**What needs to be done**
Update the material below by replacing "positive clicks" with "foreground clicks" wherever it occurs, leaving every other line and character unchanged.

**Stored data entries**
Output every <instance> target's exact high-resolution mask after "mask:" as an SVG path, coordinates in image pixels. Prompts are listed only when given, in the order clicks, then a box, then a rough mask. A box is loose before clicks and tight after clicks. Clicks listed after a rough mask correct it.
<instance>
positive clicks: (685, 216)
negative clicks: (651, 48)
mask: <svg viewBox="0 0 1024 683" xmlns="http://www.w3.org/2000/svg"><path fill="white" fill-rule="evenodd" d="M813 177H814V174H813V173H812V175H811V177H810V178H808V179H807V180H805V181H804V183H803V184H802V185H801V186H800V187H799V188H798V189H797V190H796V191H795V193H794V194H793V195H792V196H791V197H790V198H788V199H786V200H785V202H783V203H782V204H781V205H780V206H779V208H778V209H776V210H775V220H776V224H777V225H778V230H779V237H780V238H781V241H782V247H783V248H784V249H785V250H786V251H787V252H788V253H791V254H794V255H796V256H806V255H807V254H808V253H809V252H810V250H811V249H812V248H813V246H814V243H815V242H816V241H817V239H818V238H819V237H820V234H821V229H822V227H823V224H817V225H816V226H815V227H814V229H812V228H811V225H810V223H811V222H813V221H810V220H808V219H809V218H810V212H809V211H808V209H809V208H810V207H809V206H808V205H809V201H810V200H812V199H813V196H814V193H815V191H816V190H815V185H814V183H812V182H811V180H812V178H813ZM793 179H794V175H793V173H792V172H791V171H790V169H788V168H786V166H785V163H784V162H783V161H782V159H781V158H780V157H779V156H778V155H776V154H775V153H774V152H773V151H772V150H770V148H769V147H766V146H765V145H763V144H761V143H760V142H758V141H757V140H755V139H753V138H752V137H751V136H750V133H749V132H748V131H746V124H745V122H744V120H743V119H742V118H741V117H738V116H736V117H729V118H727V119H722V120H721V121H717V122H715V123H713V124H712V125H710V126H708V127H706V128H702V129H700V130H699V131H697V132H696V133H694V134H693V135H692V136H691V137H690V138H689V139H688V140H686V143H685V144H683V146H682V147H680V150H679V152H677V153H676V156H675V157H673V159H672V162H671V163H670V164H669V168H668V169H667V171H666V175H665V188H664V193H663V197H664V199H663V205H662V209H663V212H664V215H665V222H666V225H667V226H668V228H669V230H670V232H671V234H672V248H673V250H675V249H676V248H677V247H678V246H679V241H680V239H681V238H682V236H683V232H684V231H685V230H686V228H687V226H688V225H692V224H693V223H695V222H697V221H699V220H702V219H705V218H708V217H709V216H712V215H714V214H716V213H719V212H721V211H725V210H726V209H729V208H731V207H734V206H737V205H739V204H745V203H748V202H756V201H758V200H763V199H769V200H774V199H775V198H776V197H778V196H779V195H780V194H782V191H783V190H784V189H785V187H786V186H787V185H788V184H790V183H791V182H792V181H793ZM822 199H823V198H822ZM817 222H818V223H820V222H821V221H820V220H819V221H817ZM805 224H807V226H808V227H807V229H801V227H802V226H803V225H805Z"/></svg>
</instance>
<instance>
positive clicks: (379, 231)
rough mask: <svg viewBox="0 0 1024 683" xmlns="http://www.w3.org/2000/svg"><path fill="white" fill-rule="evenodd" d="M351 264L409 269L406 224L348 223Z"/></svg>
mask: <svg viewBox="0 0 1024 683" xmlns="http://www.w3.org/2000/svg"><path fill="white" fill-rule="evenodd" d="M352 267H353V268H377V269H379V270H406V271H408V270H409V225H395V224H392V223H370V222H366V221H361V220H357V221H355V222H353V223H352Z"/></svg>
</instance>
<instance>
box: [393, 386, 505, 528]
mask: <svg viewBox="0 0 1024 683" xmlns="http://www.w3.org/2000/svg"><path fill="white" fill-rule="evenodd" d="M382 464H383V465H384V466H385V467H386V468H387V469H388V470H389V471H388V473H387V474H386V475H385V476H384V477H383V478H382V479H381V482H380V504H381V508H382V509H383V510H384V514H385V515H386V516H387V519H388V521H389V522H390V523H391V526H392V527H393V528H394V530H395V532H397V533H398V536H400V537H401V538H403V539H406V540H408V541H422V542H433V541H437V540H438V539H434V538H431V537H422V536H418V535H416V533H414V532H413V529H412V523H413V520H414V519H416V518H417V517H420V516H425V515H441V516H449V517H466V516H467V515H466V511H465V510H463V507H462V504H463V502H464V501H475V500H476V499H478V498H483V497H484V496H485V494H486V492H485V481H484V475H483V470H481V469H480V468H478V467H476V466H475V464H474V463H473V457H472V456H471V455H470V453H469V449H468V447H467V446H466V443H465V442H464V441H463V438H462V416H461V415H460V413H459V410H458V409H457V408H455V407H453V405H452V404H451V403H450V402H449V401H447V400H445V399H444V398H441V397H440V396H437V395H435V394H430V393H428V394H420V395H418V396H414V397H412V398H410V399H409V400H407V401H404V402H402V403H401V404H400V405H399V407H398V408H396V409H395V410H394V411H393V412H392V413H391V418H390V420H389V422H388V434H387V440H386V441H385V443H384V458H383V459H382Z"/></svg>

**Exercise answer**
Output every <instance> target's exact high-resolution mask after "mask:" as an SVG path, coordinates in image pixels. Prompts are listed only when given, in the order clicks, then a box, then a rough mask. A box is loose before clicks and tight after clicks. Clicks listed after a rough mask correct it.
<instance>
foreground clicks: (685, 216)
negative clicks: (651, 48)
mask: <svg viewBox="0 0 1024 683" xmlns="http://www.w3.org/2000/svg"><path fill="white" fill-rule="evenodd" d="M813 177H814V174H813V173H812V175H811V177H810V178H808V179H807V180H805V181H804V183H803V184H802V185H801V186H800V187H799V188H798V189H797V190H796V191H795V193H794V194H793V195H792V196H791V197H790V198H788V199H786V200H785V202H783V203H782V204H781V205H780V206H779V208H778V209H776V210H775V220H776V224H777V225H778V230H779V237H780V238H781V241H782V247H783V248H784V249H785V250H786V251H787V252H788V253H791V254H794V255H796V256H806V255H807V254H808V253H809V252H810V250H811V249H812V248H813V246H814V243H815V242H816V241H817V239H818V238H819V237H820V234H821V229H822V227H823V224H817V225H816V226H815V227H814V229H812V228H811V225H810V223H811V222H813V221H810V220H808V219H809V218H810V212H809V211H808V209H809V208H810V207H809V206H808V205H809V201H810V200H812V199H813V196H814V193H815V191H816V190H815V185H814V183H812V182H811V180H812V178H813ZM793 179H794V175H793V173H792V172H791V171H790V169H788V168H786V166H785V163H784V162H783V161H782V159H781V158H780V157H779V156H778V155H776V154H775V153H774V152H773V151H772V150H770V148H769V147H766V146H765V145H763V144H761V143H760V142H758V141H757V140H755V139H753V138H752V137H751V136H750V133H749V132H748V131H746V124H745V122H744V120H743V119H742V118H741V117H738V116H736V117H729V118H727V119H722V120H721V121H717V122H715V123H713V124H712V125H710V126H708V127H706V128H702V129H700V130H699V131H697V132H696V133H694V134H693V135H692V136H691V137H690V138H689V139H688V140H686V143H685V144H683V146H682V147H680V150H679V152H677V153H676V156H675V157H673V159H672V162H671V163H670V164H669V168H668V169H667V171H666V175H665V188H664V193H663V197H664V199H663V205H662V209H663V212H664V215H665V222H666V225H667V226H668V228H669V230H670V232H671V234H672V248H673V250H675V249H676V248H677V247H678V246H679V241H680V239H681V238H682V236H683V232H684V231H685V230H686V228H687V226H688V225H692V224H693V223H695V222H697V221H699V220H702V219H705V218H708V217H709V216H712V215H714V214H716V213H719V212H721V211H725V210H726V209H729V208H731V207H734V206H737V205H739V204H745V203H748V202H756V201H758V200H763V199H769V200H774V199H775V198H776V197H778V196H779V195H780V194H782V191H783V190H784V189H785V187H786V186H787V185H788V184H790V183H791V182H792V181H793ZM822 199H823V198H822ZM817 222H818V223H820V222H821V221H820V220H819V221H817ZM805 224H807V226H808V227H807V229H801V227H802V226H803V225H805Z"/></svg>
</instance>
<instance>
foreground clicks: (379, 231)
rough mask: <svg viewBox="0 0 1024 683" xmlns="http://www.w3.org/2000/svg"><path fill="white" fill-rule="evenodd" d="M351 264L409 269L406 224L348 223Z"/></svg>
mask: <svg viewBox="0 0 1024 683" xmlns="http://www.w3.org/2000/svg"><path fill="white" fill-rule="evenodd" d="M352 267H353V268H377V269H379V270H406V271H408V270H409V225H395V224H392V223H370V222H366V221H361V220H357V221H355V222H353V223H352Z"/></svg>
</instance>
<instance>
box: [393, 386, 505, 528]
mask: <svg viewBox="0 0 1024 683" xmlns="http://www.w3.org/2000/svg"><path fill="white" fill-rule="evenodd" d="M382 464H383V465H384V466H385V467H386V468H387V469H388V470H389V471H388V473H387V474H386V475H385V476H384V477H383V478H382V479H381V482H380V504H381V508H382V509H383V510H384V514H385V515H386V516H387V519H388V521H389V522H390V523H391V526H392V527H393V528H394V530H395V532H397V533H398V536H400V537H401V538H403V539H406V540H408V541H422V542H433V541H437V540H438V539H434V538H431V537H422V536H418V535H416V533H414V532H413V529H412V523H413V520H414V519H416V518H417V517H420V516H425V515H441V516H449V517H466V516H467V515H466V511H465V510H463V507H462V504H463V502H464V501H475V500H476V499H478V498H483V497H484V496H485V494H486V492H485V481H484V475H483V470H481V469H480V468H478V467H476V466H475V464H474V463H473V457H472V456H471V455H470V453H469V449H468V447H467V446H466V443H465V442H464V441H463V438H462V416H461V415H460V413H459V410H458V409H457V408H455V407H453V405H452V404H451V403H450V402H449V401H447V400H445V399H444V398H441V397H440V396H437V395H435V394H430V393H428V394H420V395H418V396H414V397H412V398H410V399H409V400H407V401H404V402H402V403H401V404H400V405H399V407H398V408H396V409H395V410H394V411H393V412H392V413H391V418H390V420H389V422H388V434H387V440H386V441H385V443H384V458H383V459H382Z"/></svg>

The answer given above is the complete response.